▶ Estratto del documento
L’attualità dei classici e la lezione dei “Promessi sposi”

Davvero: spesso non c’è nulla di più attuale dei classici. Forse perché ogni classico contiene un certo numero di verità universali, che si ripresentano nel corso del tempo. In questi giorni sto leggendo in classe le pagine dei “Promessi sposi” dedicate alla descrizione della peste. Vi ritroviamo le stesse cose a cui stiamo assistendo nell’attuale pandemia. A scanso di equivoci: certamente, e fortunatamente, il Covid-19 non è la peste manzoniana, ma le reazioni di fronte al dilagare del contagio sono molto simili.
A colpire è soprattutto la disamina manzoniana di certe dinamiche psicologiche, sociali e politiche. Siamo nel 1630 e i medici più anziani, che ricordano la pestilenza del 1576 (la cosiddetta “peste di San Carlo” ), riconoscono in maniera inequivocabile i segni del morbo. Lo denunciano alle autorità, ma non vengono creduti. La prima responsabilità della politica è l’inerzia: non prendere per tempo le misure necessarie. Ma anche quando si convince che la peste a Milano c’è, il governatore non agisce, perché c’è una guerra a cui far fronte e quella è la preoccupazione principale, come oggi – se vogliamo avanzare un parallelismo (per quanto imperfetto) – quella per l’economia. Se la politica è colpevole, la popolazione è incosciente: «Sulle piazze, nelle botteghe, nelle case, chi buttasse là una parola del pericolo, chi motivasse peste, veniva accolto con beffe incredule, con disprezzo iracondo».

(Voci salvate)
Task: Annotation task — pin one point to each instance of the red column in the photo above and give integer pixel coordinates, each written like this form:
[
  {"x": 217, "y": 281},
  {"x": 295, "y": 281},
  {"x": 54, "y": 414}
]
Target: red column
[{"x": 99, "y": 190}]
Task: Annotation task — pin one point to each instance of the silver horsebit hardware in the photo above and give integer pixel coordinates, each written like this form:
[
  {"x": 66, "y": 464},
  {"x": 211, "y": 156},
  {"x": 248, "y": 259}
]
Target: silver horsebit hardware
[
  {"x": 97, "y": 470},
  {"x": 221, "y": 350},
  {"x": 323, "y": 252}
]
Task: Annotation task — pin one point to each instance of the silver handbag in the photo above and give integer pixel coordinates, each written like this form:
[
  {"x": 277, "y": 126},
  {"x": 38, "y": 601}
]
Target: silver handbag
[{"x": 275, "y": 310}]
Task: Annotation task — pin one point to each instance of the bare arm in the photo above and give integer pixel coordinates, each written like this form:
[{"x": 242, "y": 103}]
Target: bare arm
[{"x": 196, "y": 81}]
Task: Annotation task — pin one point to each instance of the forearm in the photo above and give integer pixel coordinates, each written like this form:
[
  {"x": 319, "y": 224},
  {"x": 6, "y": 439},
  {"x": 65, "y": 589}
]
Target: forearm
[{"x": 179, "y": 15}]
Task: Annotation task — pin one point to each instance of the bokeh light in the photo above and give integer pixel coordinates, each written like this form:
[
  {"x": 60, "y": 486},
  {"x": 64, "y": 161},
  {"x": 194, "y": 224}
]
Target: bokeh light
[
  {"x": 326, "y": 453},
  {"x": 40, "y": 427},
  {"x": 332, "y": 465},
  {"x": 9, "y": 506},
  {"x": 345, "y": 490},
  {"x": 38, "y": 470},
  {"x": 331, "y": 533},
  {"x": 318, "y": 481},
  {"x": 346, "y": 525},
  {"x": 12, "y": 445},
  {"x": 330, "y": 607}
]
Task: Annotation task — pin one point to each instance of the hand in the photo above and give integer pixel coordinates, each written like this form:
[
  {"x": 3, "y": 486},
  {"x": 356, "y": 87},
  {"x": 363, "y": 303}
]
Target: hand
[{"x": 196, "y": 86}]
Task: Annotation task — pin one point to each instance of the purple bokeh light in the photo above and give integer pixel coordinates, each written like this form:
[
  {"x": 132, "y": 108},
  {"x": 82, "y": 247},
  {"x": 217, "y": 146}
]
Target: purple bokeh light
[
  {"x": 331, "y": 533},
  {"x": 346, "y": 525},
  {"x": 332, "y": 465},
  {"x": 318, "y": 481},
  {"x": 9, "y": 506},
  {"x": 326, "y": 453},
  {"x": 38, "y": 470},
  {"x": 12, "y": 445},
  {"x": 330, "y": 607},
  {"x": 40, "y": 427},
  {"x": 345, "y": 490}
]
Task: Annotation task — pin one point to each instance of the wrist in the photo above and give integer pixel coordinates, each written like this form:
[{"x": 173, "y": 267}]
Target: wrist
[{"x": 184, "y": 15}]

▶ Compito assegnato
Restituisca parola per parola il passo dell'articolo sui classici che va da "Davvero: spesso non" fino a "sono molto simili." compreso. In questo i record non hanno alcun ruolo.

▶ Risposta al compito
Davvero: spesso non c’è nulla di più attuale dei classici. Forse perché ogni classico contiene un certo numero di verità universali, che si ripresentano nel corso del tempo. In questi giorni sto leggendo in classe le pagine dei “Promessi sposi” dedicate alla descrizione della peste. Vi ritroviamo le stesse cose a cui stiamo assistendo nell’attuale pandemia. A scanso di equivoci: certamente, e fortunatamente, il Covid-19 non è la peste manzoniana, ma le reazioni di fronte al dilagare del contagio sono molto simili.